* **Extract provided**:
/---
Because of our approach to this in depth study of American poetry, this section of 435 is titled “American Sexual Poetics Revisited.” Many of the “major,” most canonized poets in American traditions are widely recognized as lesbian, gay, or queer (Emily Dickinson, Walt Whitman, Elizabeth Bishop, Hart Crane, Langston Hughes), and the various sexual dynamics of American literary history will contextualize our study as we begin by focusing on Whitman and Dickinson.

To encourage reflection upon the term “American poetry,” we’ll begin the semester with our reflections focused on musings by Gwendolyn Brooks, and begin thinking about what counts as “American” poetry by examining Claudia Rankine’s Citizen: An American Lyric (to which we’ll return later in the semester) and Bruce Springsteen’s “American Skin (41 Shots).”
\---
* **Study material**:
/---
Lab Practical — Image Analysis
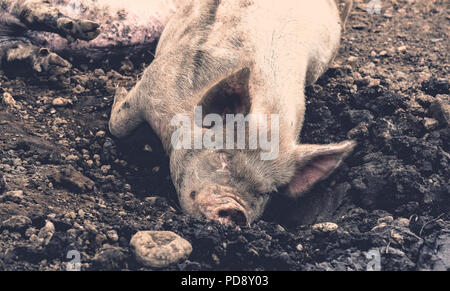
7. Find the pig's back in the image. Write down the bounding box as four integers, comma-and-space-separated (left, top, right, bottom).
243, 0, 341, 85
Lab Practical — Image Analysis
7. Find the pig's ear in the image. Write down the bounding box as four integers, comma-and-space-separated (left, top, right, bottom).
286, 141, 356, 198
198, 68, 250, 117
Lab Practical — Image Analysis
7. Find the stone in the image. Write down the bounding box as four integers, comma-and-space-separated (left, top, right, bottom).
377, 215, 394, 224
422, 117, 439, 131
1, 215, 32, 231
430, 95, 450, 127
38, 220, 55, 245
130, 231, 192, 268
312, 222, 339, 233
2, 92, 22, 109
52, 97, 72, 107
49, 165, 95, 192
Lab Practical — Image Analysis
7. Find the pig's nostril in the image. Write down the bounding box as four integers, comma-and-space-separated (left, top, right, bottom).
218, 209, 247, 226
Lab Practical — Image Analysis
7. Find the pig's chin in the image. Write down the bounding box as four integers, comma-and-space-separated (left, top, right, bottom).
197, 196, 249, 226
181, 185, 254, 226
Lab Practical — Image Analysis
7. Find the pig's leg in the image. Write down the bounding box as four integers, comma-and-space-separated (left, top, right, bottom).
13, 0, 100, 40
0, 39, 71, 84
109, 87, 144, 138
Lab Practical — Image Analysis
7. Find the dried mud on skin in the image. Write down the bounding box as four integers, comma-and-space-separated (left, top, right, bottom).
0, 1, 450, 270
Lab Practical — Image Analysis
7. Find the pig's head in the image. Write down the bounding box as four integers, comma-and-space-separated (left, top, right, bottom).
170, 72, 355, 226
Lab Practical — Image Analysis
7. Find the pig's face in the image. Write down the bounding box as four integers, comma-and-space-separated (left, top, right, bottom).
171, 150, 276, 226
170, 141, 355, 226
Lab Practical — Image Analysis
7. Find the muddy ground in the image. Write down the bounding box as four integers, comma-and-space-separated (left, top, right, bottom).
0, 0, 450, 270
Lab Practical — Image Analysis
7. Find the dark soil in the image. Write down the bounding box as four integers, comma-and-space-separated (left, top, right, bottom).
0, 0, 450, 270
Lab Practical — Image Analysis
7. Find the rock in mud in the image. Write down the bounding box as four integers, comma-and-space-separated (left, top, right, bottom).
1, 92, 21, 109
38, 220, 55, 245
130, 231, 192, 268
0, 189, 24, 203
0, 173, 6, 194
49, 165, 95, 192
52, 97, 72, 107
430, 95, 450, 127
92, 246, 127, 270
1, 215, 31, 231
312, 222, 339, 233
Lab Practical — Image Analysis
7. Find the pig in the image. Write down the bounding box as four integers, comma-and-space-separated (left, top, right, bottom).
0, 0, 179, 83
109, 0, 355, 226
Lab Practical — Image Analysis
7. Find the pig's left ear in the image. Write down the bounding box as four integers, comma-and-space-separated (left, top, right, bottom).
286, 141, 356, 198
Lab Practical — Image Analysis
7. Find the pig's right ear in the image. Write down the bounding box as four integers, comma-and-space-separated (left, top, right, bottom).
286, 141, 356, 198
198, 68, 251, 117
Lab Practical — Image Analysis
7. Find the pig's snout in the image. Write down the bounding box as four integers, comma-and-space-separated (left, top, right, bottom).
217, 208, 247, 226
195, 186, 248, 226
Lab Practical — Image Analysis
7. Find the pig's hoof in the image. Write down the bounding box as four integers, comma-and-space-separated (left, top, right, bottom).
33, 48, 72, 78
4, 45, 72, 86
57, 17, 100, 40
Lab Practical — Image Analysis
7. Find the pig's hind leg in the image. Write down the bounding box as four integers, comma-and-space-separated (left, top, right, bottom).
12, 0, 100, 40
109, 87, 144, 138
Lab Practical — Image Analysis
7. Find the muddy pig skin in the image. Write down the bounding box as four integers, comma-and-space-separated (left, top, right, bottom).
0, 0, 179, 80
110, 0, 355, 225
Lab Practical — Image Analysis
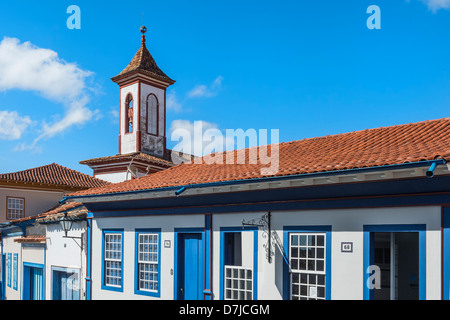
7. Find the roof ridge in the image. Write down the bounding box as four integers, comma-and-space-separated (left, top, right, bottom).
280, 117, 450, 144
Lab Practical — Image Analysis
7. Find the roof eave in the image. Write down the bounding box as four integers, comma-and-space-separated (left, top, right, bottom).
62, 159, 447, 203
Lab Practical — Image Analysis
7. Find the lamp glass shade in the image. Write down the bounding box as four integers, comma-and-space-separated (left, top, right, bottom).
59, 214, 73, 234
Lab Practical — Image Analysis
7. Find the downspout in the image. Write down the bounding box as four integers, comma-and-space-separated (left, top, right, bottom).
85, 213, 92, 300
0, 230, 5, 300
60, 159, 446, 203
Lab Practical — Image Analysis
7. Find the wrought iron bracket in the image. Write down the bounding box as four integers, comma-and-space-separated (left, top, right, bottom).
242, 211, 291, 272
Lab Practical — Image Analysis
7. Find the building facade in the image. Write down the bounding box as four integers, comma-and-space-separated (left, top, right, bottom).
67, 119, 450, 300
0, 164, 109, 300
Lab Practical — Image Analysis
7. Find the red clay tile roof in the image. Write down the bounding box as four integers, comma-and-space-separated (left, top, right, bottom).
111, 36, 175, 84
0, 163, 109, 189
14, 235, 46, 243
71, 118, 450, 196
36, 202, 87, 222
80, 152, 174, 167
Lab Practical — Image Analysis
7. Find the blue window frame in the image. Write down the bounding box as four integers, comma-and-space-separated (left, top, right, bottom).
363, 224, 426, 300
283, 226, 331, 300
102, 229, 123, 292
6, 253, 11, 288
134, 229, 161, 297
13, 253, 19, 290
220, 226, 258, 300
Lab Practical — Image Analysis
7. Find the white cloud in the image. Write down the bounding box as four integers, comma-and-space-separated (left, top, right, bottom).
166, 91, 183, 112
0, 111, 32, 140
169, 120, 233, 156
187, 76, 223, 98
422, 0, 450, 12
0, 37, 97, 149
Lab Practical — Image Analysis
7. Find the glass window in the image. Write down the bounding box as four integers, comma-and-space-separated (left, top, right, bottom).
137, 233, 159, 292
289, 233, 326, 300
6, 197, 25, 220
104, 233, 123, 287
147, 94, 158, 136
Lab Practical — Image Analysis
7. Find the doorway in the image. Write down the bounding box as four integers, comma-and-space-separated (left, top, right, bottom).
373, 232, 419, 300
364, 225, 426, 300
23, 263, 44, 300
52, 267, 80, 300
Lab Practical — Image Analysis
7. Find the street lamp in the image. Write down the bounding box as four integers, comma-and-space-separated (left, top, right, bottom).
59, 212, 73, 238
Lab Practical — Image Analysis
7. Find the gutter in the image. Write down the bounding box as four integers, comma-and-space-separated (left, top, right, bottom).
60, 159, 447, 203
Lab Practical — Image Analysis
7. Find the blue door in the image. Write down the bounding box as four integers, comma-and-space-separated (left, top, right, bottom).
53, 270, 80, 300
23, 264, 44, 300
176, 233, 204, 300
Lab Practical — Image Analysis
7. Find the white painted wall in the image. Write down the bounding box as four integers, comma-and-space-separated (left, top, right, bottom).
120, 83, 139, 154
92, 206, 441, 300
45, 221, 86, 300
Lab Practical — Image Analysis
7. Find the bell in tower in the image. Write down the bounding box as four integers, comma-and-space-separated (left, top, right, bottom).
80, 26, 180, 182
111, 26, 175, 157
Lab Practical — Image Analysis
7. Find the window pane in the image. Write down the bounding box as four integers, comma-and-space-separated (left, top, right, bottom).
289, 233, 326, 300
137, 233, 159, 292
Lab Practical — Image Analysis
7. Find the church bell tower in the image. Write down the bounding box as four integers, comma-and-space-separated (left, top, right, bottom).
111, 26, 175, 157
80, 27, 175, 183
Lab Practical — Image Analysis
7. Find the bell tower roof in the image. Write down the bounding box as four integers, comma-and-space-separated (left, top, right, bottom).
111, 26, 175, 85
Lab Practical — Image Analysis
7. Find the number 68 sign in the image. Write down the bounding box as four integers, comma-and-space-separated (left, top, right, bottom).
341, 242, 353, 252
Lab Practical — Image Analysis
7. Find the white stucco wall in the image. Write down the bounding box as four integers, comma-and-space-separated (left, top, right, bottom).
120, 83, 139, 154
92, 206, 441, 300
45, 221, 86, 300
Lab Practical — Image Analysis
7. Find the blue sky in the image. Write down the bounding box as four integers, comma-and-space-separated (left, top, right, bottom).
0, 0, 450, 174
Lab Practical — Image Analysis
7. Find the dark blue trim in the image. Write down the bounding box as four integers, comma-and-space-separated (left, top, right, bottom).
\---
* **Exercises**:
- A) According to the course description, what is this section of 435 titled?
- B) Summarize the course description in two sentences.
- C) Reproduce the part of the course description that opens with the words containing "Because of our" and closes with "Whitman and Dickinson.".

* **Results for the exercise**:
- A) It is titled "American Sexual Poetics Revisited."

- B) This section of 435, an in-depth study of American poetry titled "American Sexual Poetics Revisited," starts with Whitman and Dickinson and places its study within the sexual dynamics of American literary history, since many canonized American poets are widely recognized as lesbian, gay, or queer. To prompt reflection on what counts as "American poetry," the semester opens with musings by Gwendolyn Brooks, Claudia Rankine's Citizen: An American Lyric, and Bruce Springsteen's "American Skin (41 Shots)."

- C)
Because of our approach to this in depth study of American poetry, this section of 435 is titled “American Sexual Poetics Revisited.” Many of the “major,” most canonized poets in American traditions are widely recognized as lesbian, gay, or queer (Emily Dickinson, Walt Whitman, Elizabeth Bishop, Hart Crane, Langston Hughes), and the various sexual dynamics of American literary history will contextualize our study as we begin by focusing on Whitman and Dickinson.